__Your goal__:
Pull out every line of the records below that contains the word "muddy", and list those lines one after another.

__Excerpted data__:
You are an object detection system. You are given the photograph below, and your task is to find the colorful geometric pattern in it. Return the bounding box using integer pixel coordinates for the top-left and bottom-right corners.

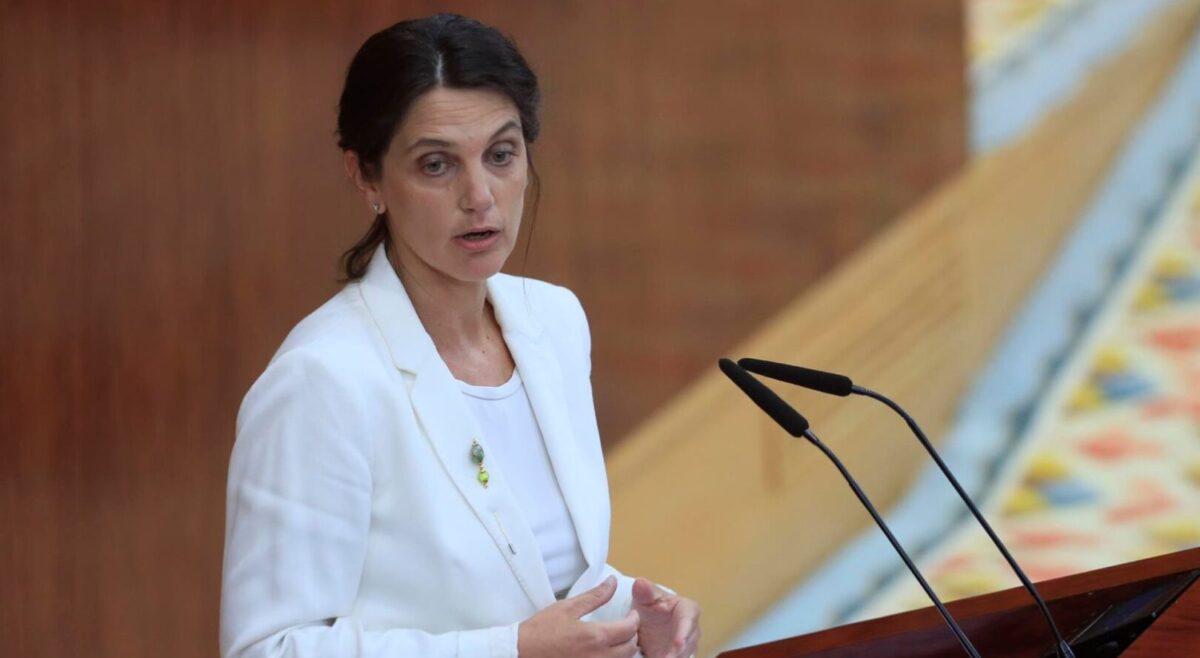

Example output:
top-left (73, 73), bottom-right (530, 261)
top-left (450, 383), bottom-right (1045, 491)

top-left (863, 153), bottom-right (1200, 617)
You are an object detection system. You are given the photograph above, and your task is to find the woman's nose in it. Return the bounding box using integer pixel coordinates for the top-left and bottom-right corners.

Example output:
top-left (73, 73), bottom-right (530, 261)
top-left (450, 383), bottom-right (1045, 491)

top-left (458, 165), bottom-right (496, 213)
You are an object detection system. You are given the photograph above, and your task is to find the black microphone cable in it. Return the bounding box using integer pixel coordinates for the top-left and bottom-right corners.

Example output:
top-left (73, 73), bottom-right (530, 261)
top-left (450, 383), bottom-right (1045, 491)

top-left (718, 359), bottom-right (980, 658)
top-left (738, 359), bottom-right (1075, 658)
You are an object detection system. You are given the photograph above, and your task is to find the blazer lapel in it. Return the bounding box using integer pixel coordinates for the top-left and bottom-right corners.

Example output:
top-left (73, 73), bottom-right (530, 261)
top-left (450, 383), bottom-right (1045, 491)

top-left (360, 246), bottom-right (554, 609)
top-left (488, 277), bottom-right (602, 581)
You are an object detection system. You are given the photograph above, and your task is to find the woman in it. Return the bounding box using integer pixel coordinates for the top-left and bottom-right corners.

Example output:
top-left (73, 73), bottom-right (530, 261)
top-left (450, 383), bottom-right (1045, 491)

top-left (221, 14), bottom-right (700, 658)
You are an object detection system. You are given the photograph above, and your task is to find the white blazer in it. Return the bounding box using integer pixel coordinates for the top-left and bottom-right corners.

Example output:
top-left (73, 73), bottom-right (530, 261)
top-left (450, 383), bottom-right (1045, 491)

top-left (221, 247), bottom-right (631, 658)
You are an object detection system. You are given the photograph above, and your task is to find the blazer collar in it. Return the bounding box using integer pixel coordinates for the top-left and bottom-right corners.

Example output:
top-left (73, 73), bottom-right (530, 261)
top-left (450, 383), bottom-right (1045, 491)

top-left (360, 246), bottom-right (605, 609)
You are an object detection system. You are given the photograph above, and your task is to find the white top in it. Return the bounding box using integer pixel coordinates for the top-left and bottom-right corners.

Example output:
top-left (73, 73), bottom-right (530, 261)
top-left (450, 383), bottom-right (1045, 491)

top-left (458, 369), bottom-right (588, 599)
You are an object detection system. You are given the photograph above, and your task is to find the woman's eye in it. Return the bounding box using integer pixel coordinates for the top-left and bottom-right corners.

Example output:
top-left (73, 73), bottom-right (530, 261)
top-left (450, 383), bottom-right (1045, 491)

top-left (421, 160), bottom-right (450, 175)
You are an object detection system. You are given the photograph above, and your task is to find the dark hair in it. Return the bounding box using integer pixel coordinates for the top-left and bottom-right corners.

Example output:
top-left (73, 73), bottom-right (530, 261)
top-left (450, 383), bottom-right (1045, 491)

top-left (337, 13), bottom-right (541, 281)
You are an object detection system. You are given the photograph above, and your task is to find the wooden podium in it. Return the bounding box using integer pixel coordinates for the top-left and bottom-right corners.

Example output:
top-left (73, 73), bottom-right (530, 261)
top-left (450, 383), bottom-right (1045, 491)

top-left (719, 549), bottom-right (1200, 658)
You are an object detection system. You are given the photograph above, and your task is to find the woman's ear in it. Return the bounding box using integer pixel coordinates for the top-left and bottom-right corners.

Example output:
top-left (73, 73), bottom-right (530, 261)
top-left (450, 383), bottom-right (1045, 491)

top-left (342, 150), bottom-right (384, 215)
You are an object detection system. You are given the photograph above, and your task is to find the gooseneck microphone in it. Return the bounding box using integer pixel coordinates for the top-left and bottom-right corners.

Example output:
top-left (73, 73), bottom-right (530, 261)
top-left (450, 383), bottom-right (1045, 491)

top-left (718, 359), bottom-right (979, 658)
top-left (738, 359), bottom-right (1075, 658)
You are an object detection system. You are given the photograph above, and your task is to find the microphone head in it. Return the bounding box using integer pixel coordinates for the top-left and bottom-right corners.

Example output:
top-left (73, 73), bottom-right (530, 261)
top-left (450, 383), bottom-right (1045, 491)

top-left (718, 359), bottom-right (809, 437)
top-left (738, 359), bottom-right (854, 397)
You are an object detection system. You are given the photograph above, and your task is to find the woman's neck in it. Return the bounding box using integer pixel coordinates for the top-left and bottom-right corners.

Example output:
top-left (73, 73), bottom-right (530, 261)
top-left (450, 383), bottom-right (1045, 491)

top-left (388, 241), bottom-right (512, 385)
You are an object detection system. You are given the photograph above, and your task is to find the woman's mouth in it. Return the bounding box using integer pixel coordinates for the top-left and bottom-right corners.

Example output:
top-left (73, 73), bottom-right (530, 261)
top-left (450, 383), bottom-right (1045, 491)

top-left (454, 228), bottom-right (500, 251)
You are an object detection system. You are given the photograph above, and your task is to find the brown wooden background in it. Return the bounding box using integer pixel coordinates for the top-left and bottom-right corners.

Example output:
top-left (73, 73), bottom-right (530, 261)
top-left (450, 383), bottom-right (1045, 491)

top-left (0, 0), bottom-right (965, 658)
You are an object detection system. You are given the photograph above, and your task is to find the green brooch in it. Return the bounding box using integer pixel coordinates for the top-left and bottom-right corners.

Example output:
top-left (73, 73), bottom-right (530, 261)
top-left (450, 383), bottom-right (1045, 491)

top-left (470, 439), bottom-right (492, 489)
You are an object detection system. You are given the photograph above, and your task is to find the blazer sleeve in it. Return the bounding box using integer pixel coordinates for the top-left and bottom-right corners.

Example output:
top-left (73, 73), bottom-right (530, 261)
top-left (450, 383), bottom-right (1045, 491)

top-left (221, 351), bottom-right (517, 658)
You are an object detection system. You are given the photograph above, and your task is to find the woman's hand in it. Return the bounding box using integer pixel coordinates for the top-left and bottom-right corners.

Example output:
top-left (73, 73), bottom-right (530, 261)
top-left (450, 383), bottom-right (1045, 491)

top-left (517, 576), bottom-right (638, 658)
top-left (632, 578), bottom-right (700, 658)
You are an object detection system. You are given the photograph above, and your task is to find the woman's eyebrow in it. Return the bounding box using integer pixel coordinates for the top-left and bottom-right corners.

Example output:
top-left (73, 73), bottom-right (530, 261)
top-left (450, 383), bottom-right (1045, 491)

top-left (404, 119), bottom-right (521, 152)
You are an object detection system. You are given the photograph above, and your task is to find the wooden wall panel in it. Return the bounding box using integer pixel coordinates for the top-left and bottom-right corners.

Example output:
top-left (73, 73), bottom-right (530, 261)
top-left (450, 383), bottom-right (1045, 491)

top-left (0, 0), bottom-right (965, 658)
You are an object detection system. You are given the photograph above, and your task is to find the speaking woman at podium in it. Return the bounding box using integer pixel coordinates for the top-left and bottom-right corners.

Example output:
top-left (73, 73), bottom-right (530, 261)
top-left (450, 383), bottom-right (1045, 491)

top-left (221, 14), bottom-right (700, 658)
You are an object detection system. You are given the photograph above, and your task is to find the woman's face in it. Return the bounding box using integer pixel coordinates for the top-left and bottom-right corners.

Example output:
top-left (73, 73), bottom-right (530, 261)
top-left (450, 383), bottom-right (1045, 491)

top-left (376, 88), bottom-right (529, 282)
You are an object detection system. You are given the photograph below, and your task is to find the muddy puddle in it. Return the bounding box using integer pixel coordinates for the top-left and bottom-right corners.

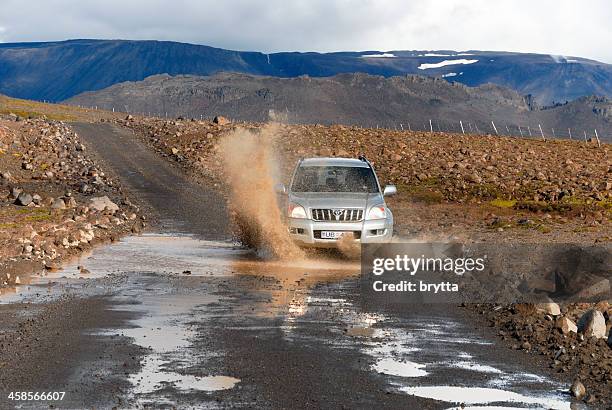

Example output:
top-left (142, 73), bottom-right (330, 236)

top-left (0, 234), bottom-right (570, 410)
top-left (103, 290), bottom-right (240, 406)
top-left (284, 295), bottom-right (571, 410)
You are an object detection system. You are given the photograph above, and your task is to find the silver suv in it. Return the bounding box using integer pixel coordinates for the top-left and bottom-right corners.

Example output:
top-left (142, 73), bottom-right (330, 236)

top-left (278, 157), bottom-right (397, 248)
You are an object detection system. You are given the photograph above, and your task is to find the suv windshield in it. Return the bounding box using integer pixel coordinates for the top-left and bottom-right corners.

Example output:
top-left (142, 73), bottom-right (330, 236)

top-left (291, 166), bottom-right (378, 193)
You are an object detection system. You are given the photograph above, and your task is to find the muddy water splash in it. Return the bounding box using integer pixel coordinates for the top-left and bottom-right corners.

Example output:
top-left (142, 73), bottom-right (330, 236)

top-left (219, 124), bottom-right (304, 259)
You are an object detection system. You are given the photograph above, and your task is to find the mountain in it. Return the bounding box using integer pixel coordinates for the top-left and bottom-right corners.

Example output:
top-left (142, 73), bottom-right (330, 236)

top-left (66, 73), bottom-right (612, 139)
top-left (0, 40), bottom-right (612, 105)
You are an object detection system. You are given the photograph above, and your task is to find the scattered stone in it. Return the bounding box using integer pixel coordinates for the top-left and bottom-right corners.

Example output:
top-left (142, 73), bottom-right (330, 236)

top-left (578, 309), bottom-right (607, 339)
top-left (570, 379), bottom-right (586, 400)
top-left (51, 198), bottom-right (66, 209)
top-left (15, 192), bottom-right (32, 206)
top-left (536, 301), bottom-right (561, 316)
top-left (209, 115), bottom-right (229, 125)
top-left (555, 317), bottom-right (578, 335)
top-left (89, 196), bottom-right (119, 213)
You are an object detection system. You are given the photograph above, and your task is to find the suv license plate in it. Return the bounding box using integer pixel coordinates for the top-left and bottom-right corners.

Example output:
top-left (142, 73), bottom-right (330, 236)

top-left (321, 231), bottom-right (345, 239)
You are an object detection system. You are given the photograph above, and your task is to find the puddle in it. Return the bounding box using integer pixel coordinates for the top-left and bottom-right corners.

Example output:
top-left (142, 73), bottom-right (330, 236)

top-left (105, 287), bottom-right (240, 405)
top-left (0, 233), bottom-right (251, 303)
top-left (65, 234), bottom-right (250, 278)
top-left (400, 386), bottom-right (571, 410)
top-left (373, 358), bottom-right (429, 377)
top-left (129, 356), bottom-right (240, 395)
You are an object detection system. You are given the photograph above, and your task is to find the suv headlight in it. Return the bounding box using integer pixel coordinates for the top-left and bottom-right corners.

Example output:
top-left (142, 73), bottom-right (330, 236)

top-left (366, 205), bottom-right (387, 220)
top-left (287, 203), bottom-right (307, 219)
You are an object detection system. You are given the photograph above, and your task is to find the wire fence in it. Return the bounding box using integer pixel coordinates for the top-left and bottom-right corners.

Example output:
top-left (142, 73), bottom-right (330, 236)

top-left (71, 105), bottom-right (612, 146)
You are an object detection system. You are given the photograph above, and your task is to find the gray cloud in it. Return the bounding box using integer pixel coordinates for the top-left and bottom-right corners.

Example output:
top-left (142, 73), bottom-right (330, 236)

top-left (0, 0), bottom-right (612, 62)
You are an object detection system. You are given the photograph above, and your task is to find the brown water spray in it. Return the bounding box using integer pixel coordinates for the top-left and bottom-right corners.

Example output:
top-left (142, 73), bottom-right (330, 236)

top-left (219, 124), bottom-right (304, 259)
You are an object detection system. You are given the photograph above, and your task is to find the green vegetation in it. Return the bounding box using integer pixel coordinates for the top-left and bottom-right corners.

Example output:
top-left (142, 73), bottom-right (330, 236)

top-left (397, 177), bottom-right (445, 204)
top-left (490, 198), bottom-right (516, 208)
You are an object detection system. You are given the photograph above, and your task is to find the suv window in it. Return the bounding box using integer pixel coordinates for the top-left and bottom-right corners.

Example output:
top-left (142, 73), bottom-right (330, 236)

top-left (291, 166), bottom-right (378, 193)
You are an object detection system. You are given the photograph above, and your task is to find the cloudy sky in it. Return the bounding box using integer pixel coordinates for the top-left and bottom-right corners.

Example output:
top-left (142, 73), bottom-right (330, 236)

top-left (0, 0), bottom-right (612, 63)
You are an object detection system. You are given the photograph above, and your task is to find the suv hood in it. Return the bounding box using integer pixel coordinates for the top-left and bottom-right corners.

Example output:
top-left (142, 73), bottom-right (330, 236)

top-left (289, 192), bottom-right (384, 209)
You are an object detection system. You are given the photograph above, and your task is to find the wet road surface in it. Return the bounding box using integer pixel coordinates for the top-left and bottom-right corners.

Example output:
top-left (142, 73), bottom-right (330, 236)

top-left (0, 125), bottom-right (570, 409)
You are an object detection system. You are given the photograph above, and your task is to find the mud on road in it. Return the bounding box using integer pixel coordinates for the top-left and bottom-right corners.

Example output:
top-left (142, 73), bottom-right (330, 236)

top-left (0, 124), bottom-right (596, 409)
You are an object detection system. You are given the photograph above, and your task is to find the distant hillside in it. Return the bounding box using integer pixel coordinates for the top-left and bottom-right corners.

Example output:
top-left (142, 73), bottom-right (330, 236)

top-left (0, 40), bottom-right (612, 105)
top-left (66, 73), bottom-right (612, 139)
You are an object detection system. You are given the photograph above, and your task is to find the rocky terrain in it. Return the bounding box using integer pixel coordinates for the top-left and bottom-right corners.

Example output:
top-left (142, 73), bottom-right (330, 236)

top-left (119, 116), bottom-right (612, 407)
top-left (466, 301), bottom-right (612, 408)
top-left (66, 73), bottom-right (612, 141)
top-left (0, 115), bottom-right (144, 288)
top-left (119, 116), bottom-right (612, 242)
top-left (0, 39), bottom-right (612, 105)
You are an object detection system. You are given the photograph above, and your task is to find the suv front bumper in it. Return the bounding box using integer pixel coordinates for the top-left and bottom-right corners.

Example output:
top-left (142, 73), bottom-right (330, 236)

top-left (287, 218), bottom-right (393, 248)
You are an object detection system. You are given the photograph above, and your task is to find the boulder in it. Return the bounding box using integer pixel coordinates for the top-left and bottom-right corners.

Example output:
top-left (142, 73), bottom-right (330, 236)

top-left (15, 192), bottom-right (32, 206)
top-left (51, 198), bottom-right (66, 209)
top-left (555, 317), bottom-right (578, 335)
top-left (213, 115), bottom-right (229, 125)
top-left (570, 379), bottom-right (586, 400)
top-left (536, 301), bottom-right (561, 316)
top-left (578, 309), bottom-right (607, 339)
top-left (89, 196), bottom-right (119, 213)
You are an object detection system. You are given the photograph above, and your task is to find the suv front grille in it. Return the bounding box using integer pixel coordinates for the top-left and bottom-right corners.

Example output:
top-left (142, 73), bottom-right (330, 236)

top-left (312, 230), bottom-right (361, 241)
top-left (311, 208), bottom-right (363, 222)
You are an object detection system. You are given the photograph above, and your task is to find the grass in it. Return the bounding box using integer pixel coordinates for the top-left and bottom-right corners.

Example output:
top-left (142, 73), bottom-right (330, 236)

top-left (397, 177), bottom-right (445, 204)
top-left (26, 214), bottom-right (52, 222)
top-left (489, 198), bottom-right (516, 209)
top-left (0, 109), bottom-right (76, 121)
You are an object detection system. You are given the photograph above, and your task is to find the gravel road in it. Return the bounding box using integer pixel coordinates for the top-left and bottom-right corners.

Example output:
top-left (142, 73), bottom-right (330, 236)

top-left (0, 124), bottom-right (571, 409)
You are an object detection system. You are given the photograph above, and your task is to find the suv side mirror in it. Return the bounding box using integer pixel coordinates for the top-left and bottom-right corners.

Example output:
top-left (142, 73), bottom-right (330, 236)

top-left (274, 184), bottom-right (287, 194)
top-left (383, 185), bottom-right (397, 196)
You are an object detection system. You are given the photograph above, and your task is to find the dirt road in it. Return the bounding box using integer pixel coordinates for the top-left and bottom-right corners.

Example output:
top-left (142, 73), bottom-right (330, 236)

top-left (0, 124), bottom-right (570, 409)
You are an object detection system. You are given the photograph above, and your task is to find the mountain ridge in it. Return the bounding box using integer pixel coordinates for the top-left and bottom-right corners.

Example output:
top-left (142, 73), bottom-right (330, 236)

top-left (0, 39), bottom-right (612, 105)
top-left (66, 73), bottom-right (612, 140)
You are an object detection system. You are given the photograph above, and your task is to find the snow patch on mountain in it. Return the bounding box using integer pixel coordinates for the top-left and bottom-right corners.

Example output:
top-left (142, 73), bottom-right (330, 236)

top-left (418, 58), bottom-right (478, 70)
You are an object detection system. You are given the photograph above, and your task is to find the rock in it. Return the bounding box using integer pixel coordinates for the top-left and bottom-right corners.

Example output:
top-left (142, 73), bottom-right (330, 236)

top-left (573, 279), bottom-right (610, 300)
top-left (89, 196), bottom-right (119, 213)
top-left (0, 171), bottom-right (13, 182)
top-left (466, 173), bottom-right (482, 184)
top-left (9, 188), bottom-right (23, 199)
top-left (578, 309), bottom-right (607, 339)
top-left (15, 192), bottom-right (32, 206)
top-left (51, 198), bottom-right (66, 209)
top-left (570, 379), bottom-right (586, 400)
top-left (213, 115), bottom-right (229, 125)
top-left (555, 317), bottom-right (578, 335)
top-left (536, 301), bottom-right (561, 316)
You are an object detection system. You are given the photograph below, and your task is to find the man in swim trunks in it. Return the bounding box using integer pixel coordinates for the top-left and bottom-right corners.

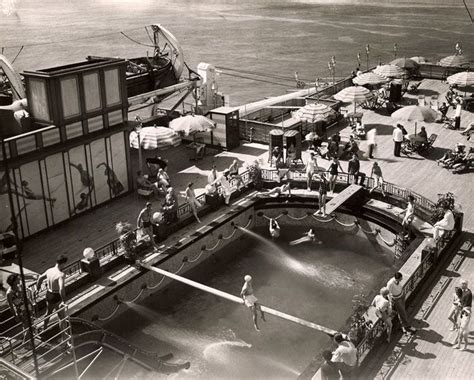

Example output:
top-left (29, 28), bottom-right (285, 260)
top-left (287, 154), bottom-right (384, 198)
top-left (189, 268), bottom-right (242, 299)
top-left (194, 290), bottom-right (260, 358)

top-left (36, 255), bottom-right (67, 330)
top-left (240, 275), bottom-right (265, 331)
top-left (137, 202), bottom-right (158, 249)
top-left (268, 219), bottom-right (280, 239)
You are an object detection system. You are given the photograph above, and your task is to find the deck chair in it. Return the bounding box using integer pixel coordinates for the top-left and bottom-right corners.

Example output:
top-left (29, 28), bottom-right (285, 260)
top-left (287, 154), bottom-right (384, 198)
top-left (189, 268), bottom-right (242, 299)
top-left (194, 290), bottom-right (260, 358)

top-left (418, 133), bottom-right (438, 154)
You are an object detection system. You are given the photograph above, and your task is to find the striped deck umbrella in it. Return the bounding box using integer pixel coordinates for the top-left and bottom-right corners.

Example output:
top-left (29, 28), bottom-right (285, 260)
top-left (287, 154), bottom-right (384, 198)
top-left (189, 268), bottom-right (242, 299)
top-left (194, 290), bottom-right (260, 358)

top-left (170, 115), bottom-right (216, 136)
top-left (373, 65), bottom-right (405, 78)
top-left (447, 71), bottom-right (474, 87)
top-left (390, 58), bottom-right (420, 70)
top-left (295, 103), bottom-right (335, 123)
top-left (410, 55), bottom-right (429, 63)
top-left (130, 126), bottom-right (181, 150)
top-left (334, 86), bottom-right (373, 112)
top-left (352, 72), bottom-right (388, 86)
top-left (439, 54), bottom-right (469, 67)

__Answer to the task__:
You are an object detection system. You are given the photograph below, and your task is to find the muddy puddle in it. Return the bounding box using integer pixel coordinates for the top-left and bottom-right corners.
You are an object detection system. You are given the photograph above, and your task is to find the muddy water splash in it. Return the bounding box using integer pixel coordinates for the top-left and bottom-right corners.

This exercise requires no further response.